(Given entries)

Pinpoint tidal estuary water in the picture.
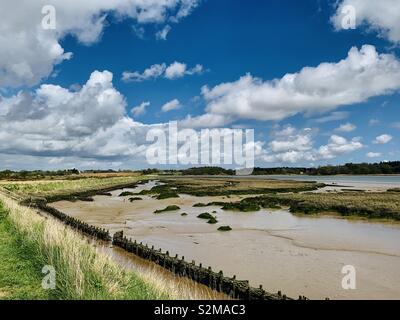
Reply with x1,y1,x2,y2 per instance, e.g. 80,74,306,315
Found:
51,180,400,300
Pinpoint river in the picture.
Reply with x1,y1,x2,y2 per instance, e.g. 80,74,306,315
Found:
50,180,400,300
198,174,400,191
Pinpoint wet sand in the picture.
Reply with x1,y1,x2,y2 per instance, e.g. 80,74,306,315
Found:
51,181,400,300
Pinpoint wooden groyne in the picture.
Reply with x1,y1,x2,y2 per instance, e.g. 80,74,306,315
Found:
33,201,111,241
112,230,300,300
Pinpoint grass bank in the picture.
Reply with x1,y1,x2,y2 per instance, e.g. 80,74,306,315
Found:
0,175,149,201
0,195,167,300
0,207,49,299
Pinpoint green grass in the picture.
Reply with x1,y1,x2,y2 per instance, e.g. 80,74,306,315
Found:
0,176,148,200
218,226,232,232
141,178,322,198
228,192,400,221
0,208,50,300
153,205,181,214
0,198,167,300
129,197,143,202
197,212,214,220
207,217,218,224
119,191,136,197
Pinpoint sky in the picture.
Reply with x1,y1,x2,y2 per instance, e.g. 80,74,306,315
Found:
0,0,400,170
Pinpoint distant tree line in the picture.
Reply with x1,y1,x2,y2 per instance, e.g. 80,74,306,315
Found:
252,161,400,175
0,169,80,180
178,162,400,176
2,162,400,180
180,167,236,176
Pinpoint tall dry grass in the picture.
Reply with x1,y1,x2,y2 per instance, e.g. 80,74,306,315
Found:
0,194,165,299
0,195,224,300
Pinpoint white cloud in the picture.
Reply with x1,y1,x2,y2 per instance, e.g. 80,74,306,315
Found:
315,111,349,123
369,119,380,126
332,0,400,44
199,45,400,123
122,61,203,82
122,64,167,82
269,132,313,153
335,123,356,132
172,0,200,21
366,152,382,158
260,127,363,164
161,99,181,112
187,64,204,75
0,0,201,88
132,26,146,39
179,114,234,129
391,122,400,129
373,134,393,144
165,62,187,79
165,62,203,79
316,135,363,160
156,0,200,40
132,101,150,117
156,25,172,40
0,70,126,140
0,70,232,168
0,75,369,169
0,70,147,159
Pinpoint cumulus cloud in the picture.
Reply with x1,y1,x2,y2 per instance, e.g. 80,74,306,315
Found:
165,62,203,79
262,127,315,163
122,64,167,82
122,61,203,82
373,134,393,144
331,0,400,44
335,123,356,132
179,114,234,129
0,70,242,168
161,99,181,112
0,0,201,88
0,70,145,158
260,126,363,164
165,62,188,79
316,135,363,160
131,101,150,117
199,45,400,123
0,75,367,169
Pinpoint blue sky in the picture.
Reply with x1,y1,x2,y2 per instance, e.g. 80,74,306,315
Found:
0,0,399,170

(End Given entries)
(Given entries)

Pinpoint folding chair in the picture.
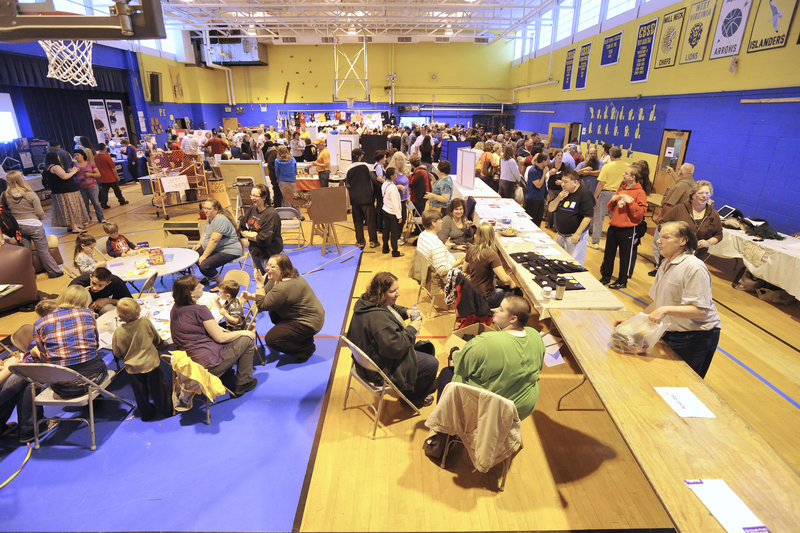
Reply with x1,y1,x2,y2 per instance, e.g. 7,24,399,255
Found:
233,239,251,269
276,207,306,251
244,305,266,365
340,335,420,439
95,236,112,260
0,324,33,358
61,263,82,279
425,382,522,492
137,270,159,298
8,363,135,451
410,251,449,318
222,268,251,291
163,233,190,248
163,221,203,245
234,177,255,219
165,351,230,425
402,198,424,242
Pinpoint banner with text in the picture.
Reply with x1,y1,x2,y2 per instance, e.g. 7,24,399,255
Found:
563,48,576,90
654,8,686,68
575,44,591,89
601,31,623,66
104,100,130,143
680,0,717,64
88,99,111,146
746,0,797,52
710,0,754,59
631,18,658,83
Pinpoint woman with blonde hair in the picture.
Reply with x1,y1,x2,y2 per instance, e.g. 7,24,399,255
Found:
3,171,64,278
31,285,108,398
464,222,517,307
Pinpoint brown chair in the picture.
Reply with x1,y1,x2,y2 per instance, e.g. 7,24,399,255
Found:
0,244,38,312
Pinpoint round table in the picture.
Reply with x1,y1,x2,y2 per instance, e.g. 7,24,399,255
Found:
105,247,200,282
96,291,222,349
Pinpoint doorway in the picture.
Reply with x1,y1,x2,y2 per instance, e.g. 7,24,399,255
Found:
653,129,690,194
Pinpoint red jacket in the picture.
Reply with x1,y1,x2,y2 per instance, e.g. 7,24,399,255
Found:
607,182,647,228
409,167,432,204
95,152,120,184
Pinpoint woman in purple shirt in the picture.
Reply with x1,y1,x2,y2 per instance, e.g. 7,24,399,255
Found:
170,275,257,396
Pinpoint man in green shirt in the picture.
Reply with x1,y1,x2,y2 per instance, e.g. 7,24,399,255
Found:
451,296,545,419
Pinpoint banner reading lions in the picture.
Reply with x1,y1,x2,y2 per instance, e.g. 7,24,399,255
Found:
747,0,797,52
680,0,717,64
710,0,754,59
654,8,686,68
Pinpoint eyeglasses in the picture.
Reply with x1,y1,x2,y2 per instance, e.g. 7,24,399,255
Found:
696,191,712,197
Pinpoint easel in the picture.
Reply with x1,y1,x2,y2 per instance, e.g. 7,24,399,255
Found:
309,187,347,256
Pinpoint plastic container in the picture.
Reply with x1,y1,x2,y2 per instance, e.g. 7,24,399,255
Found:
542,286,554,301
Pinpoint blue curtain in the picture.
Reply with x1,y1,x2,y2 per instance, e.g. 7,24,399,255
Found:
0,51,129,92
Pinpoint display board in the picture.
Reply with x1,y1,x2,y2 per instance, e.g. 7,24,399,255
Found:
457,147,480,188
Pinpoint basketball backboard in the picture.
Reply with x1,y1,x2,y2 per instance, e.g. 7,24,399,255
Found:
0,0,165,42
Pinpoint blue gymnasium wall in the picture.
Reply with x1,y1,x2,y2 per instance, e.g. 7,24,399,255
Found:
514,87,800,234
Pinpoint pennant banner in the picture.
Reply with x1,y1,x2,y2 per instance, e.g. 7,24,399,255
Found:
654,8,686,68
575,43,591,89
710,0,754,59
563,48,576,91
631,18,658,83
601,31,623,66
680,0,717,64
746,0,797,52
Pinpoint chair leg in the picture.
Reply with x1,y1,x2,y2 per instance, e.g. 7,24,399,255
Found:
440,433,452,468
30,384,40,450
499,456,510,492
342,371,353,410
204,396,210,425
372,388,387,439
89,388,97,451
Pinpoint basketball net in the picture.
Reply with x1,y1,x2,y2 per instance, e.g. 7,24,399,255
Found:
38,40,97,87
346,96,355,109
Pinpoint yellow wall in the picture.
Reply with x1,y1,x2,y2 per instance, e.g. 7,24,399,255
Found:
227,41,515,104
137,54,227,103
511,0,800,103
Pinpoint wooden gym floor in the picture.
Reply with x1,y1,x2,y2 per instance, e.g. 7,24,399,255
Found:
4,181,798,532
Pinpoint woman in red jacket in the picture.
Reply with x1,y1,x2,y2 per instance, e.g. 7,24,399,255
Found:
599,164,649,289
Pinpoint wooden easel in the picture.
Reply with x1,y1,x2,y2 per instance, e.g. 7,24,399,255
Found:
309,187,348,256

(End Given entries)

Your assignment →
Each line above that has the word "blue" should be copied.

Task answer →
Pinpoint blue sky in the picture.
Pinpoint blue curtain in the picture.
Pinpoint blue gymnasium wall in the picture.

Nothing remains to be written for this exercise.